> **Rows**
— START —

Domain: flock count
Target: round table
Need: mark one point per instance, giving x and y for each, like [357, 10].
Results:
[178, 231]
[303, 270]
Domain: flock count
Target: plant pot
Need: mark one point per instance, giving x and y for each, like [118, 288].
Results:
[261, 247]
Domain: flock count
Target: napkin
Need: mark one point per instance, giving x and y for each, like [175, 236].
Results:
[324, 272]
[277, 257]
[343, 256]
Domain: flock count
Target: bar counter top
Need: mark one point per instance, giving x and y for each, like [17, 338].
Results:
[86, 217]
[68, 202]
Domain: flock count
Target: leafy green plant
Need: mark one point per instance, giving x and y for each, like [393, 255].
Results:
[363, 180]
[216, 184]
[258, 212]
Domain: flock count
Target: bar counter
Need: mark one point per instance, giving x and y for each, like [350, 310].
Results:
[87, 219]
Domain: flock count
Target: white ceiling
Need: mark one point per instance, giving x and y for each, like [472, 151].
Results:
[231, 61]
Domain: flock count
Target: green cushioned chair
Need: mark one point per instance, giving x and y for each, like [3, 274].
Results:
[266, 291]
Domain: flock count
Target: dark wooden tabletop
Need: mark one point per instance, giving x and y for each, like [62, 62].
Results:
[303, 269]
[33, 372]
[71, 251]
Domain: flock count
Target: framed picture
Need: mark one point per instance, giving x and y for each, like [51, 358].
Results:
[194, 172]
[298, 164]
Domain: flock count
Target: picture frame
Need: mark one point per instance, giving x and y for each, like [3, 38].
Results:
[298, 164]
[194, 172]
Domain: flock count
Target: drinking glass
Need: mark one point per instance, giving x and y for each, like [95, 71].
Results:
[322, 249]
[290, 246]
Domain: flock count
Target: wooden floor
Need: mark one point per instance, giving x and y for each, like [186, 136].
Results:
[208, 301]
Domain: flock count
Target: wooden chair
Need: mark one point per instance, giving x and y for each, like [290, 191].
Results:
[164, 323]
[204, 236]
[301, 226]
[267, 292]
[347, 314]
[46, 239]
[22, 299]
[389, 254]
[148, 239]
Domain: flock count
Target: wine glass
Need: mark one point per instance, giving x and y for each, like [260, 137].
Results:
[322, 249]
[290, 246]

— END —

Reproduce the listing above verbatim, from first line to last.

Domain: flock count
Target: round table
Need: mark one point per instance, giving x and y for each, like [357, 10].
Results:
[178, 231]
[303, 270]
Domain: flock count
Target: plant pot
Need: mark one point per instance, giving x and y for each, like [118, 288].
Results:
[261, 247]
Domain: flock count
Target: napkin
Need: mark one point per instance, giving x and y for each, like [175, 236].
Results:
[324, 272]
[277, 257]
[343, 256]
Domain: flock count
Target: bar counter top
Need: mark one point per instance, giving x and y for each, like [17, 338].
Results:
[86, 217]
[68, 202]
Domain: flock count
Target: leafy green plant
Need: mark one point per instance, giving x and y for each, like [393, 255].
Results:
[363, 180]
[216, 184]
[258, 212]
Domain: flock count
Target: bar counter
Need: mark one point per instance, giving x and y for each, like [350, 310].
Results:
[87, 219]
Domain: flock count
Target: white ceiling
Need: mark one point per instance, giving x and y for each, like [472, 151].
Results:
[231, 61]
Domain: flock count
Target: green cushioned chair
Need: mark one point per instance, giving x and y for each, like [3, 274].
Results:
[266, 291]
Domain: flock count
Target: dark wooden tabletop
Need: mark one point per instance, giving x and y for each, like [62, 62].
Results:
[303, 269]
[33, 372]
[71, 251]
Domain: flock count
Target: framed picture
Need: mark one point per instance, giving x and y for each, like [51, 358].
Results:
[194, 172]
[298, 164]
Domain: flock count
Target: picture frame
Need: mark one point per instance, giving x and y for each, like [3, 38].
Results:
[298, 164]
[194, 172]
Domain: flock count
Target: drinking glass
Need: mark one point per instance, giving x and y for each, like [95, 71].
Results:
[322, 249]
[290, 246]
Domain: flock count
Target: wooden floor
Need: mark one point per instance, giving x and y for each, like [186, 136].
Results:
[208, 301]
Domain: flock count
Target: wooden chair
Need: mark one point per instance, giving x and y for each, like [290, 191].
Results:
[164, 323]
[204, 236]
[301, 226]
[267, 292]
[347, 314]
[46, 239]
[22, 299]
[389, 254]
[148, 239]
Domain: flock count
Target: wine glass
Need: mark one point per instance, giving x and y for each, like [260, 137].
Results:
[322, 249]
[290, 246]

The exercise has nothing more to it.